### EXERCISE DETAILS
Swap every "photograph" in the listing below for "image" and reproduce the listing with everything else unchanged.

### RECORD LIST
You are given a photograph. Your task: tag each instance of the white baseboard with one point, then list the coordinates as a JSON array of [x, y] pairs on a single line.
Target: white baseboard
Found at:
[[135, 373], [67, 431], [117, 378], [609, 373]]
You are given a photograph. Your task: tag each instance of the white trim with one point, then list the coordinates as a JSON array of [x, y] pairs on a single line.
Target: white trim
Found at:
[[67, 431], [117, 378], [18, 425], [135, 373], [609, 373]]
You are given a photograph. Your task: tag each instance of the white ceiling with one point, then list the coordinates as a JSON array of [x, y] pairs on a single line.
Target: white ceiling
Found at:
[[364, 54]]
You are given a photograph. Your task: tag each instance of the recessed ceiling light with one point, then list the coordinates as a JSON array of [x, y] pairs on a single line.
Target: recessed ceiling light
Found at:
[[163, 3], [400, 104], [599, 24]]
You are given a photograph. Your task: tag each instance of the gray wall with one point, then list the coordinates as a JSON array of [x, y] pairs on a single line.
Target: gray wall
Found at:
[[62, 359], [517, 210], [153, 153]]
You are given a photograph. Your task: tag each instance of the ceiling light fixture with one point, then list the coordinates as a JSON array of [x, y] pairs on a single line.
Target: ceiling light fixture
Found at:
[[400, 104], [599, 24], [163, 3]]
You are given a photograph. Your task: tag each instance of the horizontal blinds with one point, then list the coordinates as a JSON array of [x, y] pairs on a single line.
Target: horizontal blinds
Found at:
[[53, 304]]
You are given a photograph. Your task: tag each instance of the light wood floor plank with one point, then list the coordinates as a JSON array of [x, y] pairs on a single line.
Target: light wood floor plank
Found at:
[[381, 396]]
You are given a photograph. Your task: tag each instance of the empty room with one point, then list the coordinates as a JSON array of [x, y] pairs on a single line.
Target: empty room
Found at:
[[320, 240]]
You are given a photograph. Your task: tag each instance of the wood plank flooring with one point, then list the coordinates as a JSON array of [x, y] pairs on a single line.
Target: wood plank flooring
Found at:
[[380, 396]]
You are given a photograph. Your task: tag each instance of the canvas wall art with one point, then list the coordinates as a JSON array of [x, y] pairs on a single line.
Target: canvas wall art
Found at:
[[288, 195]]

### RESPONSE TO THIS EXERCISE
You are given a image. Your task: tag each instance of the white baseboard with one point, then list the coordinates as a JSON array of [x, y] pairs on a single line.
Target: white baseboard
Found at:
[[135, 373], [67, 431], [117, 378], [609, 373]]
You are given a image. Your task: tag each instance of the white trim with one point, then list the coordinates as a JSON array of [x, y] pairs on a single line.
Target: white trim
Found at:
[[67, 431], [117, 378], [18, 425], [135, 373], [609, 373]]
You are given a image. Your task: tag each instance of the white ceiling with one point, then list the coordinates as a JSON array of [x, y] pairs on a single line.
Target: white ceiling
Found at:
[[364, 54]]
You are given a image. Your task: tag each instance of the recessed ceiling light with one point, then list the coordinates as a JSON array of [x, y] pairs on a single line.
Target: recessed ceiling light
Found at:
[[163, 3], [400, 104], [599, 24]]
You are given a image. Your task: tag each instance of the gray wall with one point, then list the coordinates as a JSON array of [x, y] pairs on a single line.
Target: gray wall
Found at:
[[62, 359], [517, 210], [153, 153]]
You are given a image. Your task: tag each instance of the ceiling light fixture with one point, then list the coordinates as a JSON array of [x, y] pairs on a single line.
Target: ceiling light fixture
Found at:
[[400, 104], [599, 24], [163, 3]]
You are given a image. Your task: tag each instance of the horizontal blinds with one point, then list the coordinates as a JSON array of [x, y] pairs on a single line.
Target: horizontal blinds
Found at:
[[53, 304]]
You are given a image. Your task: tag each instance of the light wood floor plank with one point, then list the coordinates as a JSON array of [x, y] pairs on a single line.
Target: light wood floor plank
Found at:
[[381, 396]]
You are given a image. Your task: tag each instance of the empty room with one point, then list the coordinates as a JSON array of [x, y] pairs on a single line.
Target: empty room
Found at:
[[320, 240]]
You are given a image. Your task: tag each instance of the wood plank flooring with one point, then list the coordinates as a JSON array of [x, y] pairs on a single line.
Target: wood plank flooring
Found at:
[[380, 396]]
You are given a image. Your task: tag each instance of the canvas wall art with one point, then list the coordinates as a JSON array of [x, y] pairs on a single line.
Target: canvas wall art
Found at:
[[288, 195]]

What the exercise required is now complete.